Saved data entries:
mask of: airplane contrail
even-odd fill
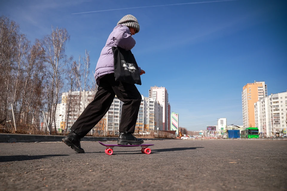
[[[139,8],[145,8],[148,7],[163,7],[164,6],[172,6],[172,5],[186,5],[190,4],[199,4],[200,3],[216,3],[217,2],[223,2],[227,1],[234,1],[239,0],[222,0],[222,1],[206,1],[202,2],[193,2],[193,3],[177,3],[176,4],[170,4],[167,5],[152,5],[151,6],[145,6],[144,7],[131,7],[128,8],[121,8],[120,9],[108,9],[107,10],[102,10],[99,11],[89,11],[88,12],[83,12],[83,13],[72,13],[72,15],[74,14],[82,14],[84,13],[96,13],[96,12],[102,12],[103,11],[109,11],[117,10],[123,10],[123,9],[138,9]]]

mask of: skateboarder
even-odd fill
[[[69,134],[62,140],[77,153],[85,153],[81,147],[81,138],[104,116],[116,95],[124,103],[117,144],[139,145],[144,142],[142,139],[136,138],[132,134],[135,132],[141,96],[135,84],[115,81],[112,49],[112,47],[117,46],[127,50],[131,50],[135,44],[135,41],[132,36],[139,30],[138,20],[133,16],[128,15],[120,20],[109,36],[96,67],[94,77],[98,86],[94,100],[72,126]],[[141,75],[145,73],[139,68]]]

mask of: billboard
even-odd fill
[[[210,131],[216,131],[216,126],[207,126],[207,129]]]

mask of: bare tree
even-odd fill
[[[0,17],[0,108],[1,117],[7,117],[8,103],[11,102],[18,25],[4,16]]]
[[[66,43],[70,36],[65,28],[54,29],[52,26],[52,33],[45,36],[43,42],[45,47],[46,61],[48,64],[48,76],[45,82],[47,91],[47,109],[49,128],[54,123],[54,131],[57,133],[55,114],[60,93],[63,84],[63,75],[67,64],[73,59],[67,58],[65,54]]]

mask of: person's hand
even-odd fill
[[[144,71],[144,70],[141,70],[141,72],[140,73],[140,75],[141,75],[143,74],[146,73],[146,72]]]

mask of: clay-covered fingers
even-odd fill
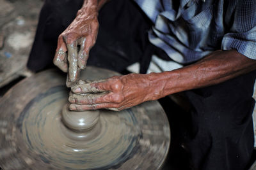
[[[70,94],[68,101],[76,104],[95,104],[95,103],[108,103],[108,92],[96,94]]]
[[[113,111],[121,111],[123,110],[123,107],[119,107],[120,105],[118,104],[113,103],[100,103],[95,104],[71,104],[69,106],[69,109],[74,111],[85,111],[85,110],[93,110],[99,109],[108,109]]]
[[[108,91],[104,87],[105,80],[95,81],[89,83],[78,84],[71,87],[71,91],[76,94],[100,93]]]
[[[67,59],[67,46],[61,36],[59,36],[58,40],[57,49],[53,59],[53,63],[62,71],[68,71],[68,64]]]
[[[68,81],[74,82],[78,76],[78,60],[77,60],[77,42],[74,41],[68,43],[66,41],[67,48],[68,50]]]

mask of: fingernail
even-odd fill
[[[76,106],[74,106],[73,104],[70,104],[69,106],[69,109],[71,110],[76,110]]]

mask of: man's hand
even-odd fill
[[[90,83],[79,81],[71,88],[70,109],[83,111],[107,108],[120,111],[152,99],[149,74],[129,74]]]
[[[53,62],[63,71],[68,72],[68,86],[77,80],[80,69],[85,68],[98,33],[98,10],[106,1],[85,0],[74,20],[59,36]]]

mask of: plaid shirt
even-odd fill
[[[154,24],[150,41],[175,62],[189,63],[220,49],[256,59],[256,1],[134,1]]]

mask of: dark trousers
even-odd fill
[[[41,11],[28,67],[52,66],[58,36],[71,23],[83,0],[46,0]],[[112,0],[100,10],[100,28],[88,65],[122,72],[136,62],[147,70],[152,53],[168,59],[149,43],[152,23],[133,2]],[[252,96],[256,71],[217,85],[185,92],[192,105],[186,144],[196,169],[244,169],[253,148]],[[169,114],[169,113],[166,113]]]

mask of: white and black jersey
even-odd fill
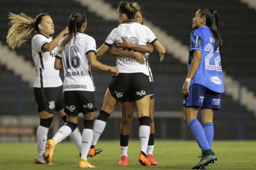
[[[57,48],[50,52],[43,49],[44,45],[52,40],[51,37],[38,33],[32,38],[32,57],[36,74],[34,87],[55,87],[63,84],[59,71],[54,69],[54,56]]]
[[[63,41],[63,38],[59,45]],[[89,64],[87,54],[96,54],[96,43],[91,37],[78,32],[75,41],[70,40],[55,57],[62,60],[64,73],[63,92],[68,91],[95,91],[95,87]]]
[[[124,37],[129,43],[146,45],[147,42],[153,44],[157,40],[153,32],[147,27],[138,24],[134,21],[125,22],[113,30],[108,35],[105,44],[111,46],[113,44],[121,42],[121,37]],[[133,51],[131,49],[127,50]],[[118,57],[116,67],[120,73],[143,73],[150,76],[148,63],[141,64],[135,58]]]
[[[151,71],[151,69],[150,69],[150,67],[149,67],[149,62],[148,62],[148,55],[149,55],[149,53],[146,53],[144,56],[146,58],[146,62],[148,63],[147,67],[148,69],[148,71],[149,71],[149,81],[153,81],[153,75],[152,75],[152,72]]]

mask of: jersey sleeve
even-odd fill
[[[109,47],[111,47],[115,42],[114,37],[115,34],[115,29],[114,29],[109,34],[104,44]]]
[[[85,54],[86,55],[89,52],[93,52],[96,54],[96,42],[95,39],[93,38],[91,38],[91,39],[86,44],[86,51]]]
[[[203,41],[202,35],[197,30],[192,31],[190,34],[190,51],[203,51]]]
[[[33,38],[32,45],[35,50],[38,52],[45,52],[46,51],[43,49],[43,46],[49,42],[43,35],[37,35]]]
[[[155,34],[148,27],[145,26],[146,29],[147,30],[148,32],[148,42],[150,44],[153,44],[154,42],[157,40],[156,37],[155,35]]]
[[[62,38],[62,39],[61,39],[60,40],[59,42],[57,47],[60,46],[60,43],[61,43],[61,42],[62,41],[62,40],[63,39],[63,38]],[[57,49],[56,52],[56,54],[55,54],[55,57],[57,59],[60,59],[60,60],[62,60],[62,58],[61,57],[61,52],[58,49]]]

=== WHAT NEEDS TO BE DONE ===
Please quote the material word for word from its first line through the line holding "[[[210,131],[216,131],[216,126],[207,126],[207,129]]]", both ends included, and leave the pictures out of your answer.

=== REPLY TO THE TASK ===
mask of: airplane contrail
even-odd fill
[[[139,8],[145,8],[148,7],[163,7],[164,6],[172,6],[172,5],[186,5],[190,4],[199,4],[200,3],[216,3],[217,2],[223,2],[227,1],[234,1],[239,0],[222,0],[222,1],[206,1],[202,2],[193,2],[193,3],[177,3],[176,4],[170,4],[167,5],[152,5],[151,6],[145,6],[144,7],[131,7],[128,8],[121,8],[120,9],[108,9],[107,10],[102,10],[99,11],[89,11],[88,12],[83,12],[83,13],[72,13],[72,15],[74,14],[82,14],[84,13],[96,13],[96,12],[102,12],[103,11],[109,11],[117,10],[123,10],[123,9],[138,9]]]

mask of: skateboarder
even-odd fill
[[[69,134],[62,140],[77,153],[85,153],[81,147],[81,138],[104,116],[116,95],[124,103],[117,144],[139,145],[144,142],[142,139],[136,138],[132,134],[135,132],[141,96],[135,84],[115,81],[112,49],[112,47],[117,46],[127,50],[131,50],[135,44],[135,41],[132,36],[139,30],[138,20],[133,16],[128,15],[120,20],[109,36],[96,67],[94,77],[98,86],[94,100],[72,126]],[[141,75],[145,73],[139,68]]]

mask of: billboard
even-odd fill
[[[210,131],[216,131],[216,126],[207,126],[207,129]]]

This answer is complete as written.